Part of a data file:
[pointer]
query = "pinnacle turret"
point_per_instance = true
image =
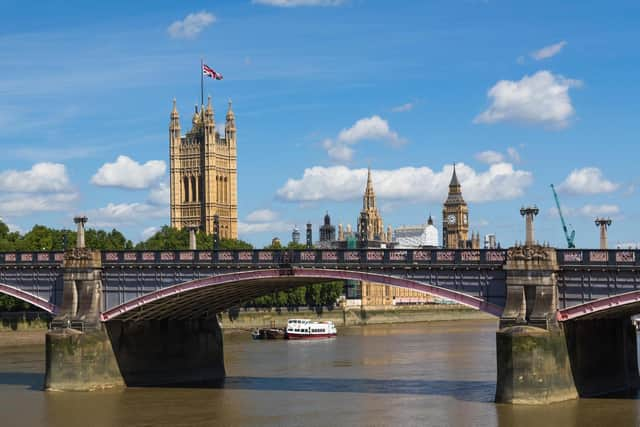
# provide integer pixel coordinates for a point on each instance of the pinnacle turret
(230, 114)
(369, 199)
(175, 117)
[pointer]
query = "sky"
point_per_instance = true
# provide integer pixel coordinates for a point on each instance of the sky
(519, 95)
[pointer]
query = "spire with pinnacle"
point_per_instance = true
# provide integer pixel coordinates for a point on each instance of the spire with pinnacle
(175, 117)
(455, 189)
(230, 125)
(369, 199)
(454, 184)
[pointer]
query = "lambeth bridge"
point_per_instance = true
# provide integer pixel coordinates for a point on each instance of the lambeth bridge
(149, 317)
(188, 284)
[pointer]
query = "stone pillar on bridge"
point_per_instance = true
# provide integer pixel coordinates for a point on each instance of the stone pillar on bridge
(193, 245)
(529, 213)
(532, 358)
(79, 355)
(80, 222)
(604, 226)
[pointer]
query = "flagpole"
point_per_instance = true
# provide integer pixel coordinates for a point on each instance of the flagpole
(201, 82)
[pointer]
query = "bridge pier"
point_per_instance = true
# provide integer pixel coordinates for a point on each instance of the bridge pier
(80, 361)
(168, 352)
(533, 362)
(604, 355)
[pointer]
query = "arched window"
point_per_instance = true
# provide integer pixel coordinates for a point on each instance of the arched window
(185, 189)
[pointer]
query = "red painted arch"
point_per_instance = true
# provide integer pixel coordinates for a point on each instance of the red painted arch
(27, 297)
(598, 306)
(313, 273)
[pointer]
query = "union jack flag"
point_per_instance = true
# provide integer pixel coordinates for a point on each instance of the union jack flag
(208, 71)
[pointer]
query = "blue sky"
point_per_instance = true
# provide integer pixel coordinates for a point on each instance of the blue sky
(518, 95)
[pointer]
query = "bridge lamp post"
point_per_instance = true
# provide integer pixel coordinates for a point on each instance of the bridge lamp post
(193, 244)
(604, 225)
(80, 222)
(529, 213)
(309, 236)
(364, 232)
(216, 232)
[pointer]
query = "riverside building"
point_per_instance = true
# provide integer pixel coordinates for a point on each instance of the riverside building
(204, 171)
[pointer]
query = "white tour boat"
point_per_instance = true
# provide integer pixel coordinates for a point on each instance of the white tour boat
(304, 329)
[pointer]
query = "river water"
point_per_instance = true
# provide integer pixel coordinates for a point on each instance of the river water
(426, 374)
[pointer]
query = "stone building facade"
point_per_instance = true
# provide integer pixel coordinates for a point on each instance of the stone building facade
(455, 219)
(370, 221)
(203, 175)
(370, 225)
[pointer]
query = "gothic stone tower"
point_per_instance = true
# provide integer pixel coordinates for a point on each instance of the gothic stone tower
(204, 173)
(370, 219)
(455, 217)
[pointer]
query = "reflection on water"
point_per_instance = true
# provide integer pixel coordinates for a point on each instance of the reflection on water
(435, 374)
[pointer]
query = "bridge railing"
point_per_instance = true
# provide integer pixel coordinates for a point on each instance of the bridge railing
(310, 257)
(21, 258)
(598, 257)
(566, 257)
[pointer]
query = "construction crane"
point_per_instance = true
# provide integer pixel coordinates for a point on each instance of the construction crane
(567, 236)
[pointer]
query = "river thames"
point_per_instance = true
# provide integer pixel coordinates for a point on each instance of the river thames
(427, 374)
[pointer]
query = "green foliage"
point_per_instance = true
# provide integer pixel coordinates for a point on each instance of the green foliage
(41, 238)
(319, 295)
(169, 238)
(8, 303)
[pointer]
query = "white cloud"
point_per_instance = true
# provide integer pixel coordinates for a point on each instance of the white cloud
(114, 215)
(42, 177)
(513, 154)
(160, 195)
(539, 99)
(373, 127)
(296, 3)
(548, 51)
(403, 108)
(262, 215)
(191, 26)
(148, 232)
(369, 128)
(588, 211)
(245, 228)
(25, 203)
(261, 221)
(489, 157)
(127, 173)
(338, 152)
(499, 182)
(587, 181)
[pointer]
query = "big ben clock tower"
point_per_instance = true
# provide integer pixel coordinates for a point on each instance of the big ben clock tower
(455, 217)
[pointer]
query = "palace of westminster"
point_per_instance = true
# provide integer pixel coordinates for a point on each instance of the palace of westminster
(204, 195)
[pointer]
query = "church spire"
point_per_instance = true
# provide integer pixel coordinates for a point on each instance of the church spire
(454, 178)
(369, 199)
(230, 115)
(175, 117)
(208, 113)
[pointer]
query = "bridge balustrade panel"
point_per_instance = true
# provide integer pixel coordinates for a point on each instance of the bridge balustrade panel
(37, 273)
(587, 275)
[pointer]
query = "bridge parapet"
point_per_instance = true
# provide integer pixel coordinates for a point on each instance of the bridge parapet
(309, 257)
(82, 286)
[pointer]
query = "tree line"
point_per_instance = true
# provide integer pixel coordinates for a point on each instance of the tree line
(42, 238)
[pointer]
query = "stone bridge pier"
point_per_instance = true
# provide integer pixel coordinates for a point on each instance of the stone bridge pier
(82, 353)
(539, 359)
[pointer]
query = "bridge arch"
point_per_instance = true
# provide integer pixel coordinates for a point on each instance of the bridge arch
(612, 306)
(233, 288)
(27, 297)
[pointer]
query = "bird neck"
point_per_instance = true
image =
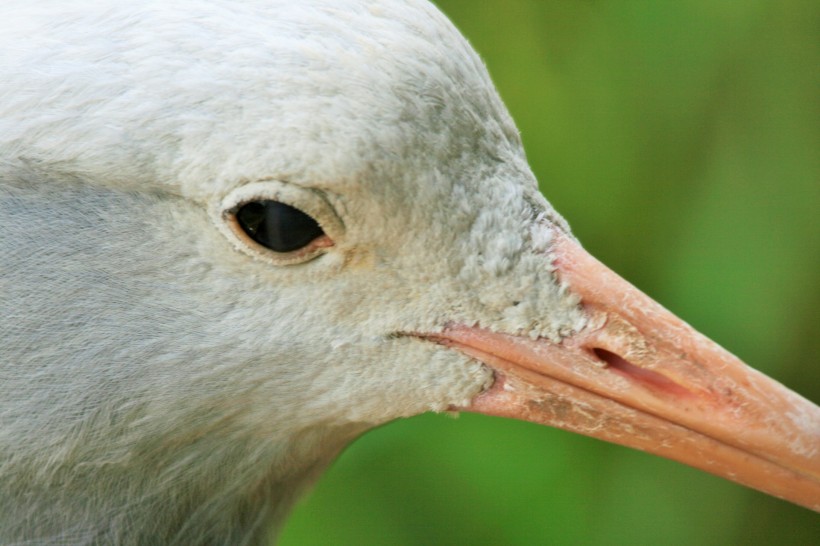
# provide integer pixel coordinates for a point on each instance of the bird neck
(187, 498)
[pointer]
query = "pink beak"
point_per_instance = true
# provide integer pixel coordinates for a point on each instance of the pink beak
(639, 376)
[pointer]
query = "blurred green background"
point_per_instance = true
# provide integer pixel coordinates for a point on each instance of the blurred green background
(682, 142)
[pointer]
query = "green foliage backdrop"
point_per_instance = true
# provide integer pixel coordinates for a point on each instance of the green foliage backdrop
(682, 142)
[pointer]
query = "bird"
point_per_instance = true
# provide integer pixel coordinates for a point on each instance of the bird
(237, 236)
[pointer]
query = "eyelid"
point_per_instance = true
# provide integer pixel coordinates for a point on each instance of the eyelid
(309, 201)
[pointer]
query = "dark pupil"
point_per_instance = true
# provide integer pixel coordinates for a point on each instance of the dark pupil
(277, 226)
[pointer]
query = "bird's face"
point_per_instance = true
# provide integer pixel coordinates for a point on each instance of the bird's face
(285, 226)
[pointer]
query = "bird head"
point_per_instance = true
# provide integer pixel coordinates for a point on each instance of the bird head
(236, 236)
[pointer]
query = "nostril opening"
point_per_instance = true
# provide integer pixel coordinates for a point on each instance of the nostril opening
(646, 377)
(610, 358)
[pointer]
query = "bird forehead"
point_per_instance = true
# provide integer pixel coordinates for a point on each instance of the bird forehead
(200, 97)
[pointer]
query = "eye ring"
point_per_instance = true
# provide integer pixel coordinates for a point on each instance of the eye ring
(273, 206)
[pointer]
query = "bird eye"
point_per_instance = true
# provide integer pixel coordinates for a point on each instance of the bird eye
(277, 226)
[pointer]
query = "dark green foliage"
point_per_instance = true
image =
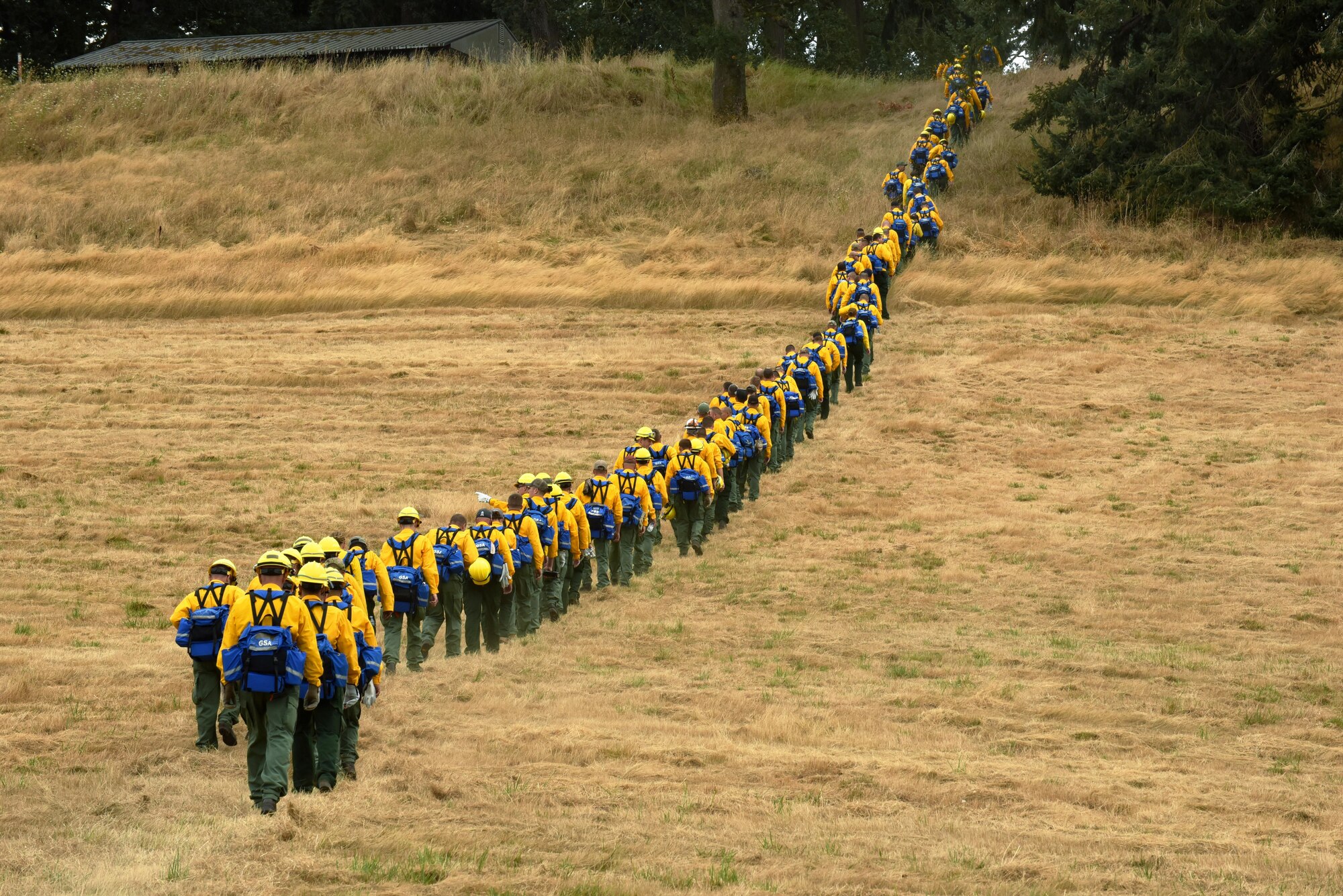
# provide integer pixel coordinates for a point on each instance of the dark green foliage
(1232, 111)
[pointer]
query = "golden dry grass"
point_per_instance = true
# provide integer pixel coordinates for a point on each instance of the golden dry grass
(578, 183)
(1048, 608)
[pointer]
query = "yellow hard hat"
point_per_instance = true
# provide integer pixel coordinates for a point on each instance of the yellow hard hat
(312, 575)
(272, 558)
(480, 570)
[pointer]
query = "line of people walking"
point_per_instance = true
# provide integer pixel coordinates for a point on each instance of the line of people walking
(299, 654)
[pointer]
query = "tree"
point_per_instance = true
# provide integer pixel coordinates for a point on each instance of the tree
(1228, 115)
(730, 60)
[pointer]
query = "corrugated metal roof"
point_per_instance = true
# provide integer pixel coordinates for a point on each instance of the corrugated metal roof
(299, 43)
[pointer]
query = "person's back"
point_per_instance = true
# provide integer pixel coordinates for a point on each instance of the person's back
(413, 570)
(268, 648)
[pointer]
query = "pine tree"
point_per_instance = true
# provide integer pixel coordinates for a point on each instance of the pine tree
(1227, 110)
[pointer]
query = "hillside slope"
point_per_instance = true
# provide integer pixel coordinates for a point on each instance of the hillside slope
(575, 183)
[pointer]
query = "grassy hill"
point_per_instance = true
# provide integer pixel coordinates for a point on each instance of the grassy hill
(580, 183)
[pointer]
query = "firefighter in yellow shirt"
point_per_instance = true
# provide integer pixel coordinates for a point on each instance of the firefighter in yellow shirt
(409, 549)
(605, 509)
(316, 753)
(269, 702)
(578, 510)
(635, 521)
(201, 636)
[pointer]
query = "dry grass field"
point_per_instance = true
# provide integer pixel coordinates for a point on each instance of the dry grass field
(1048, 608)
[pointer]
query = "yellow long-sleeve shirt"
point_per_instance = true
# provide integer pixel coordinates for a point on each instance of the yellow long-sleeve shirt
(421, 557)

**Problem description:** Pick out and copy each line above that contains the word "person".

**Task solution:**
query = "person's back"
# provide integer pixel coordinates for a point on each instance of the person's back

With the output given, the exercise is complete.